*SOURCE TEXT*.
=====

ACCU2014 Workshop : Imagination in Software Development

A week ago on Saturday 12th April I facilitated a workshop at ACCU2014 on Imagination in Software Development which I am pleased to say – thanks to the participants – went very well.

Before the workshop I thought I had bitten off more than I could chew, having read through a lot of Iain McGilchrist’s book “The Master and His Emissary” and realising that using analytical thinking for such an exercise is very difficult. However thanks to my long suffering team at work giving me the chance to do a dry run, I was able to get feedback about what did and did not work and so ended up making some rather last minute changes. The final workshop format ended up being completely different to the dry run.

Before moving onto the exercises I gave a half-hour talk about the links between phenomenology; software; and brain hemisphere function, most of which in hindsight could have been left until after the exercises. My main objective, however, was to raise self-awareness about the participants’ internal imaginative processes.

I thought it would be good to highlight some of the primary ideas that came from the exercises, both in terms of the workshop’s preparation and its execution.

The need to get away from the software domain

The exercises in the workshop involved:

  • Listening to a story excerpt from a book.
  • Watching a film clip of the same excerpt.
  • Performing a software design exercise individually.

Each exercise was followed by discussions in pairs. It became abundantly clear that if you give a bunch of programmers a technical exercise, it will behave like a strong gravitational field for any ideas and it will be very difficult to get them to focus on process instead of content. Indeed during the workshop I had to interrupt the pair-based discussions to make sure they were talking about their own inner processes instead of the results of the design exercise I had given them! By reading a story and watching a film clip first it did make it easier to highlight this as a learning point since it was much easier to focus on internal process for the story and film clip.

Individual working instead of in small groups

The trial run with my team at work used small 3-4 person groups. I found that the team dynamics completely overshadowed their individual awareness. I therefore changed the format to make the core design exercise an individual process, followed by discussions in pairs. This had the desired effect of bringing their internal processes into sharper focus. The more you know about an area the more difficult it can be to “go meta” about it.

Some great insights from the participants

STORY
When listening to the story 3 processes were identified which occurred in parallel:

  • Visual – Picturing.
  • Emotional.
  • Logical – Probing.

FILM

  • The film was much more emotionally powerful, to the point of feeling manipulative.
  • But it was felt to be ‘weaker’ due to the imagery being concrete.

DESIGN

  • When performing the design exercise the ideas were experienced as a story, but as a sequential process rather than a parallel one.
  • The logical analysis required thoughts to be made explicit by writing them down otherwise it was hard to hold them in awareness.
  • There was a more conscious awareness of past experience affecting current ideas.
  • The initial analysis was wide-ranging followed by focussing down to the core ideas.

=====

*MATERIAL*.

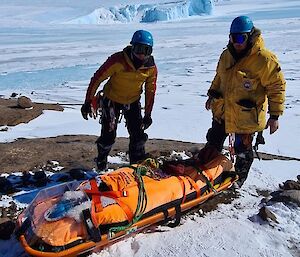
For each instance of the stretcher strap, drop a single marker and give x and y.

=====

*WHAT TO DO*.
(a) Please repeat everything in the imagination workshop write-up from "Some great insights" down to "Logical – Probing.", word for word.
(b) Carry on the imagination workshop write-up from its final line.

*ANSWERS FOR THIS EXERCISE*.
(a)
Some great insights from the participants

STORY
When listening to the story 3 processes were identified which occurred in parallel:

  • Visual – Picturing.
  • Emotional.
  • Logical – Probing.

(b)
So if any of the participants make it to this page – I would like to say a great big thank you for getting involved.

Slide set follows:

Phenomenal Software: The Internal Dimension: Part 1: Theory Building

Introduction

DiscusPanelIt is a while since I last posted because I was hoping to produce a concise single post to deal with the issues of how a phenomenological approach to software relates to the issues of Patterns and Living Structure that Christopher Alexander has worked on. So much for hopes. As I started (re-)reading more around the subject, it opened up before me, as one might expect I guess. So I am breaking it down into smaller sections and giving it the subtitle “The Internal Dimension”.

In these “Internal Dimension” posts I am going to deal with the issue of meaning and structure in software, starting with the seminal paper by Peter Naur in 1985 and moving on to the patterns work of Christopher Alexander. I will be informing it with the ideas from an essay by Hans-Georg Gadamer with the great title ‘The Relevance of the Beautiful’ and more recent writing by Wyssusek. Wyssusek also notes how many of these ideas are relevant to users, rather than just the application developers.

The Internal Dimension Part 1: Theory Building & The Generation of Meaning

Back in 1985 Peter Naur, one of the co-creators of the ALGOL60 programming language, wrote an essay entitled “Programming as Theory Building”. This has become a seminal paper highlighting, as it did, that programming was more than just producing the program and its accompanying documentation.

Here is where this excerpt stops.